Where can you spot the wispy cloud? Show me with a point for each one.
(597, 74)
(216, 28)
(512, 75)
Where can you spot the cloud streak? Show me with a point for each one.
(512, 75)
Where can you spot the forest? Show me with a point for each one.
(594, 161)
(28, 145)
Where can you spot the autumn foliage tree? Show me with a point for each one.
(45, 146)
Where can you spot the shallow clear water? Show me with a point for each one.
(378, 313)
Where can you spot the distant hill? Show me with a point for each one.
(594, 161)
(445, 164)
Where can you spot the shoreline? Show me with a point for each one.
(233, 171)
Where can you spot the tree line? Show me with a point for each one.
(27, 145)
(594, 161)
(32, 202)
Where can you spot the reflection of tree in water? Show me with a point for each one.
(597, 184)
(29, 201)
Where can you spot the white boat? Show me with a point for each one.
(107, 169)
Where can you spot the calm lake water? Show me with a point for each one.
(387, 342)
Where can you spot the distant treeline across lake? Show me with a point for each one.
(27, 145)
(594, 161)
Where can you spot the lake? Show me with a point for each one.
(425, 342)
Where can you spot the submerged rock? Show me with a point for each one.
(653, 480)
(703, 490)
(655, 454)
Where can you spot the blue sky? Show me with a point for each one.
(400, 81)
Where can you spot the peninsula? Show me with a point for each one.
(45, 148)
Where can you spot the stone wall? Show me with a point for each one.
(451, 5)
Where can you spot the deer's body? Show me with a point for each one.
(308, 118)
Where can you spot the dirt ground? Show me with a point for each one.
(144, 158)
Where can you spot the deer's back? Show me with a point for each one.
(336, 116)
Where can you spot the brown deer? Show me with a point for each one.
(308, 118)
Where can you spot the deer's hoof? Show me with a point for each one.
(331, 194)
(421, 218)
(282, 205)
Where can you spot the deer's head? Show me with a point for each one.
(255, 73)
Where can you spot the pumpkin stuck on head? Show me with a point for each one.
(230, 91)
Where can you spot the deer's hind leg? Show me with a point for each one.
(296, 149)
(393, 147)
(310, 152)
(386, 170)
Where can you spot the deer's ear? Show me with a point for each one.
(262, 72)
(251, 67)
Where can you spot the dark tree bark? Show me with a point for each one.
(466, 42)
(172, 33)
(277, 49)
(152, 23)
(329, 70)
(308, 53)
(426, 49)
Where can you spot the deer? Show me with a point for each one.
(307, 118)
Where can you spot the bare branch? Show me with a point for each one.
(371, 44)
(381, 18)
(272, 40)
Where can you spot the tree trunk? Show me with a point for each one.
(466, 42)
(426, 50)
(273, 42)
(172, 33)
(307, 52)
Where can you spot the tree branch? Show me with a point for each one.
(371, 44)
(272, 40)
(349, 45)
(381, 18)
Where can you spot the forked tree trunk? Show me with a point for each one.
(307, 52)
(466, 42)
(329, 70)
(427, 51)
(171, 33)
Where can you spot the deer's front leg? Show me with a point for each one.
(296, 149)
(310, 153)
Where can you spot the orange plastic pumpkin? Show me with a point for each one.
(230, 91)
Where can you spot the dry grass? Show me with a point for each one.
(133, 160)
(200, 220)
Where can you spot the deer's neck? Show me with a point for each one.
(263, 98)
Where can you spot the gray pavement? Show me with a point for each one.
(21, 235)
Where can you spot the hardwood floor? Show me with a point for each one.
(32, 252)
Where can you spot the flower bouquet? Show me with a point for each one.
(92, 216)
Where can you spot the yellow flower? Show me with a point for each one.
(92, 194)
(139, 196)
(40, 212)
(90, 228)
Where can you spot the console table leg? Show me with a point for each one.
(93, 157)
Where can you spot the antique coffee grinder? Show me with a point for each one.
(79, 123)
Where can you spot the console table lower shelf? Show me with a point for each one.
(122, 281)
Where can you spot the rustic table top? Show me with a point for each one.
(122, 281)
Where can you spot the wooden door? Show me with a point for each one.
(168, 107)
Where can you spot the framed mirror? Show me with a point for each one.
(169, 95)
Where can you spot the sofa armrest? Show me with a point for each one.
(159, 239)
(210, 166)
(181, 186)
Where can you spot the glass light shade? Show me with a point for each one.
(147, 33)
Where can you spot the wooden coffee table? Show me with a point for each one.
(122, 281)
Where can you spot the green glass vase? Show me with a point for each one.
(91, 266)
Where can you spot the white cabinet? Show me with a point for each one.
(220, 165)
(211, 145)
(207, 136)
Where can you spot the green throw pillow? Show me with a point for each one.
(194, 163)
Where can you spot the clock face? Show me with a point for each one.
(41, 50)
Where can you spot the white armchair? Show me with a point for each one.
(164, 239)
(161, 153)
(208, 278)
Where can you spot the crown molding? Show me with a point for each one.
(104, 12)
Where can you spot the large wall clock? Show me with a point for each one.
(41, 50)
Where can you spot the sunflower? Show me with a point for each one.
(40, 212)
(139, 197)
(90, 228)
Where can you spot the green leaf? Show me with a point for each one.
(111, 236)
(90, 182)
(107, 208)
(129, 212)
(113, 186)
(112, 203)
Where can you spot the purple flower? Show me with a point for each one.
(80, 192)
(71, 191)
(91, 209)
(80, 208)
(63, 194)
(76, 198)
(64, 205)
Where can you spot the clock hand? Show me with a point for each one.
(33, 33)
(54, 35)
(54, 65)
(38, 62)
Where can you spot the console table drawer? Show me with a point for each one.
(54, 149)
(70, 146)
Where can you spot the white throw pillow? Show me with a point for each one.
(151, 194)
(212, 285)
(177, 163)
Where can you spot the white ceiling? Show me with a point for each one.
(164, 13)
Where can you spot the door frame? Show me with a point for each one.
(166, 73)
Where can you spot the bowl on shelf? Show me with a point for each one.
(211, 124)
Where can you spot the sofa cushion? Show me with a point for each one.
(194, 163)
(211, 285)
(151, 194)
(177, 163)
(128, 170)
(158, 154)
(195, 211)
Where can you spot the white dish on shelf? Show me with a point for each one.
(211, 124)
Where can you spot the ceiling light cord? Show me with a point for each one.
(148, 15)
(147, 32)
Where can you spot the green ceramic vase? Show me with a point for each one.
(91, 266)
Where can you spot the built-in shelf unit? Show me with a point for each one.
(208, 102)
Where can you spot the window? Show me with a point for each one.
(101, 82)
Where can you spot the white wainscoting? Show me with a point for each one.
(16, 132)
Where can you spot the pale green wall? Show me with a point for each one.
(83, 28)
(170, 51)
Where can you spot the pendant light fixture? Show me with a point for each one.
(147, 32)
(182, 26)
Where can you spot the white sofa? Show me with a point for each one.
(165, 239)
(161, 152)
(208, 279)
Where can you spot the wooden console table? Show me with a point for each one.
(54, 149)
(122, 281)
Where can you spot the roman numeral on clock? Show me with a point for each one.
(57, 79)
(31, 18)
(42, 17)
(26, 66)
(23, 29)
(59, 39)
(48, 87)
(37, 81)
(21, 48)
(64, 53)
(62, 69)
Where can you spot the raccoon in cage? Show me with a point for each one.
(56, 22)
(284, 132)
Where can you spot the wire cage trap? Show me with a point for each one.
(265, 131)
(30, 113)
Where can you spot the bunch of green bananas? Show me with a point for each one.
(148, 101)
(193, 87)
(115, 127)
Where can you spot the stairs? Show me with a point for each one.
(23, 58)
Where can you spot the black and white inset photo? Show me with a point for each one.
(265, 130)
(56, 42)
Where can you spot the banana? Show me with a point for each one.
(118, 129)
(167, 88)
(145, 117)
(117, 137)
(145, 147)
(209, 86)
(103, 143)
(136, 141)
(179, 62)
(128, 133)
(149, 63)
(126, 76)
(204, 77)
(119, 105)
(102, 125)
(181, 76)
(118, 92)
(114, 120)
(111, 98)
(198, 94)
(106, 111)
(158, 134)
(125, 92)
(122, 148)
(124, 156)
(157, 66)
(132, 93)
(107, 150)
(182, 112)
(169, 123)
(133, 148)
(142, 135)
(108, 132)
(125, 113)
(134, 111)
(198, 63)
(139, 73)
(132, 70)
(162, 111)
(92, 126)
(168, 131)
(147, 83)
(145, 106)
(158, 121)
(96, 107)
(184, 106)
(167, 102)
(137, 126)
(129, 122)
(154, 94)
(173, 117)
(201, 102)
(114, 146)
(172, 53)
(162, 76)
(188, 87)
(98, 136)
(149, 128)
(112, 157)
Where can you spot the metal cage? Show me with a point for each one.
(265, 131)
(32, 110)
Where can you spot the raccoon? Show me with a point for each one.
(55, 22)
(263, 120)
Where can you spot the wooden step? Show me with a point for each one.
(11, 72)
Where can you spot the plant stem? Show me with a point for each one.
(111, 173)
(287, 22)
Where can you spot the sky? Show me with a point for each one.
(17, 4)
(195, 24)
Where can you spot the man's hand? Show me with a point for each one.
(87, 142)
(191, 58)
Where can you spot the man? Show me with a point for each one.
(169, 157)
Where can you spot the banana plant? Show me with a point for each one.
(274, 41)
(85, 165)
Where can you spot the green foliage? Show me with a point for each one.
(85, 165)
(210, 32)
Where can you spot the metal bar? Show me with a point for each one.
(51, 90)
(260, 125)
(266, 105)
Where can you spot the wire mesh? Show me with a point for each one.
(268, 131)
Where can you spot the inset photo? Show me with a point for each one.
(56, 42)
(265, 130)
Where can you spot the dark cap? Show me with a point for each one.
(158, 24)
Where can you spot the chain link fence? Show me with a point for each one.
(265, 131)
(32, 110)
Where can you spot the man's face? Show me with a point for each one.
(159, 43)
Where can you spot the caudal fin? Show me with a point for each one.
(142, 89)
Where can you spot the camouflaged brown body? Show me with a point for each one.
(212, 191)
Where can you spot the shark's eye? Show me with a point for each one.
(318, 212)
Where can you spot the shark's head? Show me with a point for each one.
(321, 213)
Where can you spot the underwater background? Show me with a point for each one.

•••••

## Task statement
Exactly the lines from the one containing "Where can you spot the metal bar?" to the final line of the entries must be restated, and no others.

## Task solution
Where can you spot the metal bar? Show me with a point for each one.
(51, 90)
(260, 125)
(266, 105)
Where can you spot the wire mesh? Show me with a point for each one.
(268, 131)
Where can you spot the inset photo? Show me with a point for each one.
(56, 42)
(265, 130)
Where can you spot the dark cap? Show me with a point for each one.
(158, 24)
Where can you spot the chain link fence? Show me with a point for each one.
(265, 131)
(32, 110)
Where can you spot the man's face? Show me with a point for each one.
(159, 43)
Where can you spot the caudal fin? Show me with a point for each one.
(142, 89)
Where can you spot the camouflaged brown body? Show me with a point for each one.
(212, 191)
Where can you spot the shark's eye? Show me with a point for each one.
(318, 212)
Where can you spot the shark's head? Show me with a point for each one.
(321, 213)
Where can you spot the underwater background? Show me with a point for each one.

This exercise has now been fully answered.